Riscrivi tutte le righe da quella che contiene "Category: dog's eye" fino a quella che contiene "pixel 109 607", entrambe comprese, sostituendo "Format example" con "Example format" e lasciando invariato tutto il resto. Riporta soltanto queste righe.

(Estratti di un dataset di annotazioni di posizione)
☆ ☆ ☆
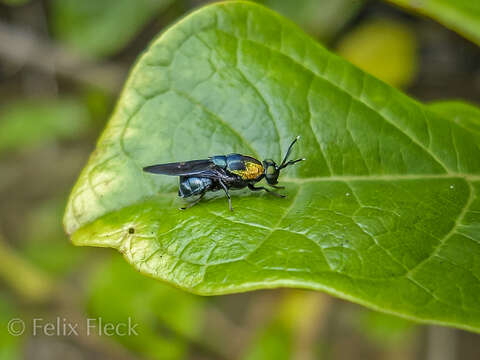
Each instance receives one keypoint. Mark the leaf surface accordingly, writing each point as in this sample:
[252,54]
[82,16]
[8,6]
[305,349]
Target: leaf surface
[385,211]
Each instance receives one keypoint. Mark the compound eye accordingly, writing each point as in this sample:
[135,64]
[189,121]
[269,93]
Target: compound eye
[270,171]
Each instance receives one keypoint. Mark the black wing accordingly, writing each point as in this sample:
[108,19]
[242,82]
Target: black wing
[193,167]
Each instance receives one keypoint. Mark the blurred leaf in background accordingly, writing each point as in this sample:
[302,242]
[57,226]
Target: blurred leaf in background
[293,331]
[462,16]
[383,329]
[101,28]
[168,318]
[385,48]
[28,123]
[14,2]
[322,19]
[9,345]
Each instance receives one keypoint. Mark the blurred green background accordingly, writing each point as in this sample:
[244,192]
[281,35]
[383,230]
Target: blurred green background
[62,65]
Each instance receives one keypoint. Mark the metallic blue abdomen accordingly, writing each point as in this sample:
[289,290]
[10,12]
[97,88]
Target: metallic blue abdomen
[190,185]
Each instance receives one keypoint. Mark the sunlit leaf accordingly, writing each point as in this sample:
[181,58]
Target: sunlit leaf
[385,211]
[386,49]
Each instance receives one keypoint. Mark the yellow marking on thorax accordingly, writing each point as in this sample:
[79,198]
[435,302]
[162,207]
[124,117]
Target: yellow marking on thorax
[252,171]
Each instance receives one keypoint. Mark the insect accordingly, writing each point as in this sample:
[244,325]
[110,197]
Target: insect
[233,171]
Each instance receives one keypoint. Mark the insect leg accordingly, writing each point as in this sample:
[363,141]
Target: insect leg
[277,187]
[193,203]
[228,195]
[253,188]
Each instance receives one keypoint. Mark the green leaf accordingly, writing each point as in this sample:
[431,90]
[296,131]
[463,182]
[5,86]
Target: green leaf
[385,49]
[462,16]
[384,212]
[166,317]
[101,28]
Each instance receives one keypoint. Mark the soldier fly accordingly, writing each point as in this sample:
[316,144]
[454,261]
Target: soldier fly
[233,171]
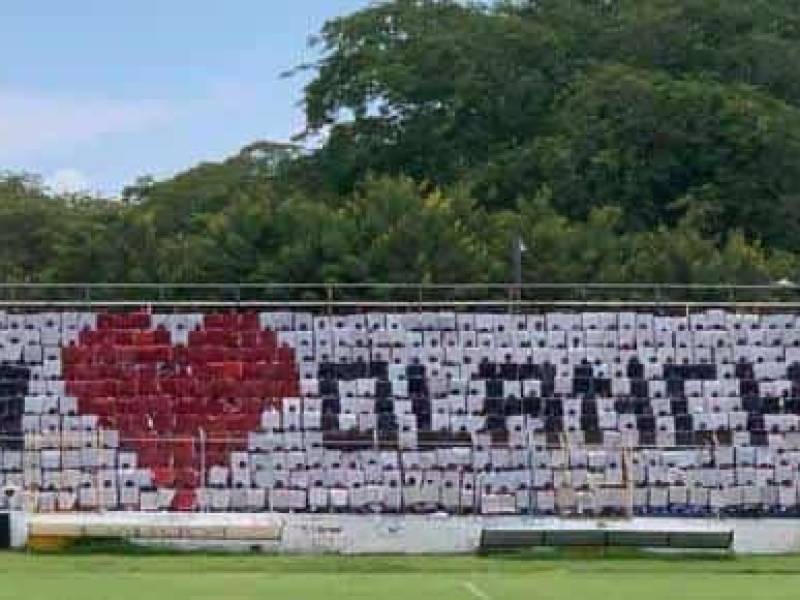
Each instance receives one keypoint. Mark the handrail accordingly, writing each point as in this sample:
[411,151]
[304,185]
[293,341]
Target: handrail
[397,294]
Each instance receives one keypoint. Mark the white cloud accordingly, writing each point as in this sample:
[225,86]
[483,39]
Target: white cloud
[67,181]
[32,122]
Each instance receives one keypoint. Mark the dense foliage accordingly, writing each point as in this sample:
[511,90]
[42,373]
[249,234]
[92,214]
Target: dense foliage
[623,140]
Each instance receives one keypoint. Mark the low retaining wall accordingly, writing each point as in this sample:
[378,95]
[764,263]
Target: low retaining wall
[375,534]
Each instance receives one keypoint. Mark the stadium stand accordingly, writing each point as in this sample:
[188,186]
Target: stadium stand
[582,413]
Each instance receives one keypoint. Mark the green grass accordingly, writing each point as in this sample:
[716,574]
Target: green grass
[203,577]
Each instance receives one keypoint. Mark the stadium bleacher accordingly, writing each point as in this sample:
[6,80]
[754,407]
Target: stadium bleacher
[570,413]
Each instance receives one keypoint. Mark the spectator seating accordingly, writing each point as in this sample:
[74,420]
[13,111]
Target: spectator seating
[547,413]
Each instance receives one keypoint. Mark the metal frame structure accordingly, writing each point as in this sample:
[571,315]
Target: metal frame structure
[399,295]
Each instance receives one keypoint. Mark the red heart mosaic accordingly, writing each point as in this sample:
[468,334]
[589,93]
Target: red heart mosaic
[160,395]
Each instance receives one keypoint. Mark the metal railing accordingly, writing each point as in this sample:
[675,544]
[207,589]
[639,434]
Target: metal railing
[397,295]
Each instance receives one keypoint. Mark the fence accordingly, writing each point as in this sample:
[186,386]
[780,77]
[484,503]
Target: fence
[396,295]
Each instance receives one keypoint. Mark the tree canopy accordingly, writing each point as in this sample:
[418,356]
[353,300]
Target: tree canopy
[623,140]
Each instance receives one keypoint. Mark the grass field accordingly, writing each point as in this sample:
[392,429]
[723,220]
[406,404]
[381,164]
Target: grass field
[170,577]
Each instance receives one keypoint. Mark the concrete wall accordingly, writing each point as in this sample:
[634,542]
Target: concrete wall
[406,534]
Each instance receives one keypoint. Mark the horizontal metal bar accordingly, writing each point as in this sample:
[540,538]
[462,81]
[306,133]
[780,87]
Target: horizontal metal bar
[406,286]
[22,304]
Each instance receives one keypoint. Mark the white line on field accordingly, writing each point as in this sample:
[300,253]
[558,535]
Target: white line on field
[476,591]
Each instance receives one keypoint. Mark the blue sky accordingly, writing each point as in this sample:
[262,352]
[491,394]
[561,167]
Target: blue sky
[94,93]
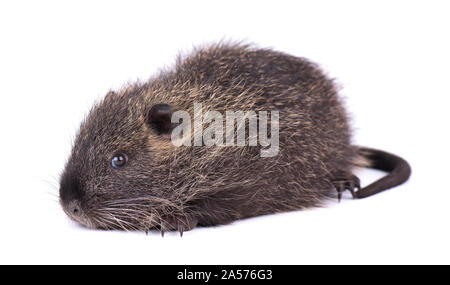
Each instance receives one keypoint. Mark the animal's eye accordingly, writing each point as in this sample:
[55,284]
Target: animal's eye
[119,160]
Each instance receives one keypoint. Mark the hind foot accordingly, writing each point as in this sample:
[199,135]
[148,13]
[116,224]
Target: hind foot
[180,223]
[346,182]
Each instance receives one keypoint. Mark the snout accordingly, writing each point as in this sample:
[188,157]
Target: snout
[70,194]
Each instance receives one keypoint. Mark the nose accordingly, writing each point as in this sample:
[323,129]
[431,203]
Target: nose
[70,191]
[74,208]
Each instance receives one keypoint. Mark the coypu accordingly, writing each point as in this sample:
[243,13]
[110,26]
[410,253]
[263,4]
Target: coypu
[124,172]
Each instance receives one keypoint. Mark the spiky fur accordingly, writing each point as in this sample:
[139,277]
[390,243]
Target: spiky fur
[213,185]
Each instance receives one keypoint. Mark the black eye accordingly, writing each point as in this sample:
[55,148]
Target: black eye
[119,160]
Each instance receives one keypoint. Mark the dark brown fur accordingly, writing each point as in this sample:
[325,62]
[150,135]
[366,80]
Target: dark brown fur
[178,187]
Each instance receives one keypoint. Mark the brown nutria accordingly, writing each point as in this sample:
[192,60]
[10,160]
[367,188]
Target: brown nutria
[124,171]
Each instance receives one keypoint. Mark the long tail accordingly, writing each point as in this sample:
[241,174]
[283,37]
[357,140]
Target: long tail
[398,171]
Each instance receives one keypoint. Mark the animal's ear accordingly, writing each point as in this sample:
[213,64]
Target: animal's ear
[159,118]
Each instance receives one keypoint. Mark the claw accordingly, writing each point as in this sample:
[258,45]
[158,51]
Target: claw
[346,183]
[180,229]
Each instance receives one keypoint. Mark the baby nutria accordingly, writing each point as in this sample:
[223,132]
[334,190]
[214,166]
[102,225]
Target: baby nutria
[126,172]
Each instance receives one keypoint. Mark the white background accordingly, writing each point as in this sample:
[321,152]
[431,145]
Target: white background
[391,58]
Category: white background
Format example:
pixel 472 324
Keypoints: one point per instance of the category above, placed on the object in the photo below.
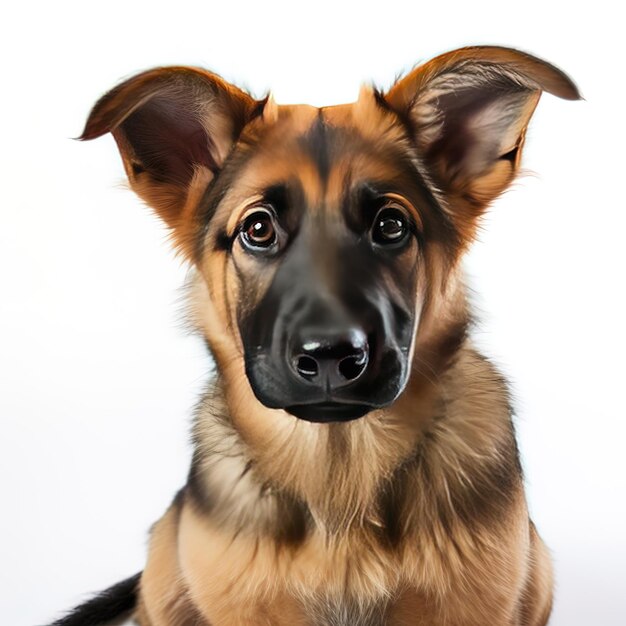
pixel 97 376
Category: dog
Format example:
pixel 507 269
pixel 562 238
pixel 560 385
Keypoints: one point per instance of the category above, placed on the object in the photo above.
pixel 355 461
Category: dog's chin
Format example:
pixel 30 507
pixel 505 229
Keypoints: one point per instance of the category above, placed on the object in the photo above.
pixel 328 412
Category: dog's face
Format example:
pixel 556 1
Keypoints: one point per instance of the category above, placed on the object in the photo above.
pixel 325 237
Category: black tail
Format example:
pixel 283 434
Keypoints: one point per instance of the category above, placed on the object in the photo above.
pixel 111 606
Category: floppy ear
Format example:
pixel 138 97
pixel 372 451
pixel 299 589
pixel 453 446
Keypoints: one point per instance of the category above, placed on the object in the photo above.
pixel 469 110
pixel 173 125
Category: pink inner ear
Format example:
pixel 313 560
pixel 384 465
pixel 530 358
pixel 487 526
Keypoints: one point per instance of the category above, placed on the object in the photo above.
pixel 478 127
pixel 167 140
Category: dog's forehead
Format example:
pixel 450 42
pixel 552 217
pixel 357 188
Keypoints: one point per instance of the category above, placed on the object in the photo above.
pixel 324 149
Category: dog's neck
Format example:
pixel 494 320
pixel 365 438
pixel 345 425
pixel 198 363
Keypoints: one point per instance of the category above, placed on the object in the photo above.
pixel 447 440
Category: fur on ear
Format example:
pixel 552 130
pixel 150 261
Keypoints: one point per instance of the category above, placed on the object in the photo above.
pixel 174 127
pixel 468 111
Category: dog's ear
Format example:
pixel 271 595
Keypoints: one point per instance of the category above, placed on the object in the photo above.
pixel 468 111
pixel 171 125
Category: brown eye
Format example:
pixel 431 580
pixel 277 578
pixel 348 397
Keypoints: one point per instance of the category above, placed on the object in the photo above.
pixel 258 230
pixel 390 227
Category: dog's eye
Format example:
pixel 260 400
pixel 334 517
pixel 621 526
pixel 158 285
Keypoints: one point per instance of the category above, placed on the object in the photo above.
pixel 258 230
pixel 390 227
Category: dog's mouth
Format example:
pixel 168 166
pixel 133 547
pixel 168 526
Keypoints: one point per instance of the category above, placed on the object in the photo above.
pixel 325 412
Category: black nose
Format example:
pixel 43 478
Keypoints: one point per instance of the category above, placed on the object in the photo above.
pixel 329 358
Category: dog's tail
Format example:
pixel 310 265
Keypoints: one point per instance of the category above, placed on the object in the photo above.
pixel 109 607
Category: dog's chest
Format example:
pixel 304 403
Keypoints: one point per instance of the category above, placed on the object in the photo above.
pixel 343 612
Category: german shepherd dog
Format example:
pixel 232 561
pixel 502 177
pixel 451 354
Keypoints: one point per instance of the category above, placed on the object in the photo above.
pixel 355 460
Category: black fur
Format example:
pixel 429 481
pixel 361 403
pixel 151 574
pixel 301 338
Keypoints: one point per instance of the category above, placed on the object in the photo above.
pixel 111 606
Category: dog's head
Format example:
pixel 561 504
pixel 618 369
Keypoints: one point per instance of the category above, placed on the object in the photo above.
pixel 326 238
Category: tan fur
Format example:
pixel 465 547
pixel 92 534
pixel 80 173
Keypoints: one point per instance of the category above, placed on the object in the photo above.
pixel 415 513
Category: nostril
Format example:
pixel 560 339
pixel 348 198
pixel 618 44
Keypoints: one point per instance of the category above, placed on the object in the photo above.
pixel 306 366
pixel 351 367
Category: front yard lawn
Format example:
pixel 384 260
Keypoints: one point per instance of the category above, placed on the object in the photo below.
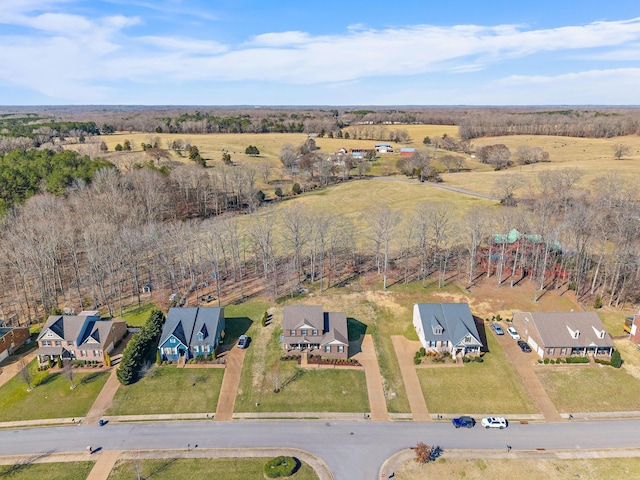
pixel 50 471
pixel 227 468
pixel 590 389
pixel 170 389
pixel 51 396
pixel 490 387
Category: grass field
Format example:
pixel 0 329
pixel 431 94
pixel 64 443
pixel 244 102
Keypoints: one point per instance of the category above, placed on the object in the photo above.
pixel 539 468
pixel 170 390
pixel 136 316
pixel 496 386
pixel 191 468
pixel 51 396
pixel 50 471
pixel 591 389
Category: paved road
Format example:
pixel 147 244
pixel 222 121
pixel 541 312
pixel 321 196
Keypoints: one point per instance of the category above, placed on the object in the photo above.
pixel 438 185
pixel 352 450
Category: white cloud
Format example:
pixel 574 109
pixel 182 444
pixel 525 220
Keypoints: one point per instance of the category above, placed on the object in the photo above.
pixel 79 54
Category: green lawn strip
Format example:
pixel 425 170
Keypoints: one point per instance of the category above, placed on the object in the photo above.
pixel 136 316
pixel 540 468
pixel 50 471
pixel 51 396
pixel 188 468
pixel 169 389
pixel 496 386
pixel 590 389
pixel 385 325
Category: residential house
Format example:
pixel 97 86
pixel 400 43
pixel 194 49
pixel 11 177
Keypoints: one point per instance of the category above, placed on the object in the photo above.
pixel 191 332
pixel 12 338
pixel 563 334
pixel 84 337
pixel 447 327
pixel 309 328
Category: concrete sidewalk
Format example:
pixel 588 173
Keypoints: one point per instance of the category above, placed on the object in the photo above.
pixel 103 400
pixel 405 349
pixel 375 391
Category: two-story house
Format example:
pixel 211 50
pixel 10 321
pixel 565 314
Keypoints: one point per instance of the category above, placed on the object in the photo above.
pixel 191 332
pixel 84 337
pixel 321 333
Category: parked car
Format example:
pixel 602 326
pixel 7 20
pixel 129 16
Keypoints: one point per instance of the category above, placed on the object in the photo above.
pixel 495 422
pixel 243 341
pixel 464 421
pixel 524 346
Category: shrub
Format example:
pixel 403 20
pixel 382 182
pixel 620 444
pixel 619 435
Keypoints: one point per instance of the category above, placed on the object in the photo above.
pixel 281 467
pixel 616 359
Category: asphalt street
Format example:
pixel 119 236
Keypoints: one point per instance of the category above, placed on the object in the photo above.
pixel 352 450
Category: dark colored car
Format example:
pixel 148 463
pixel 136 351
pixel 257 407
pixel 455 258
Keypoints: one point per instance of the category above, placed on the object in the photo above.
pixel 243 341
pixel 524 346
pixel 464 421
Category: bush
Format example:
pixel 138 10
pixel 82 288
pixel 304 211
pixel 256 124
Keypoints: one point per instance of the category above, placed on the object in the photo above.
pixel 281 467
pixel 616 359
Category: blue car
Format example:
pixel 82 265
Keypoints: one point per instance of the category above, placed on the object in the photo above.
pixel 464 421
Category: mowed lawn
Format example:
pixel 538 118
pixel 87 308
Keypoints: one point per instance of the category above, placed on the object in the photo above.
pixel 51 396
pixel 490 387
pixel 539 468
pixel 590 389
pixel 190 468
pixel 50 471
pixel 169 389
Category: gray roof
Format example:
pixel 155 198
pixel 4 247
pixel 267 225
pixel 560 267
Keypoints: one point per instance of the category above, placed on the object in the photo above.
pixel 557 329
pixel 294 316
pixel 453 321
pixel 335 328
pixel 185 323
pixel 78 329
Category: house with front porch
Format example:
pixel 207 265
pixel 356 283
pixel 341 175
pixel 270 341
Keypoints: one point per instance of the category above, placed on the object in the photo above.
pixel 78 337
pixel 191 332
pixel 310 328
pixel 564 334
pixel 447 327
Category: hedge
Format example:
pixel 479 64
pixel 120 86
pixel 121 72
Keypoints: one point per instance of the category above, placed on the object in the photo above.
pixel 139 346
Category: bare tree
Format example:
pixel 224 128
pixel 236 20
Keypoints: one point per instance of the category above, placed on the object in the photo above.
pixel 620 150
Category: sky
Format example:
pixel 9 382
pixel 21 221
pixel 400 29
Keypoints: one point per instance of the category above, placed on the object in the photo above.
pixel 285 52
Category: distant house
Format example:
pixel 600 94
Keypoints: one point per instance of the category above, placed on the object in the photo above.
☆ ☆ ☆
Risultato completo:
Category: dog's eye
Example format:
pixel 260 400
pixel 334 517
pixel 621 526
pixel 158 285
Keypoints: one point per instance of the category above, placed on the object in the photo above.
pixel 258 230
pixel 390 227
Category: dog's mouth
Example format:
pixel 168 166
pixel 133 547
pixel 168 526
Keypoints: one point per instance of the category above, placed on the object in the photo above.
pixel 325 412
Category: black nose
Example format:
pixel 43 478
Keypoints: one point per instance of the category above, placed on the object in the photo above.
pixel 329 358
Category: dog's tail
Example format:
pixel 310 265
Keypoints: one point per instance of the category above, placed on the object in the photo above.
pixel 109 607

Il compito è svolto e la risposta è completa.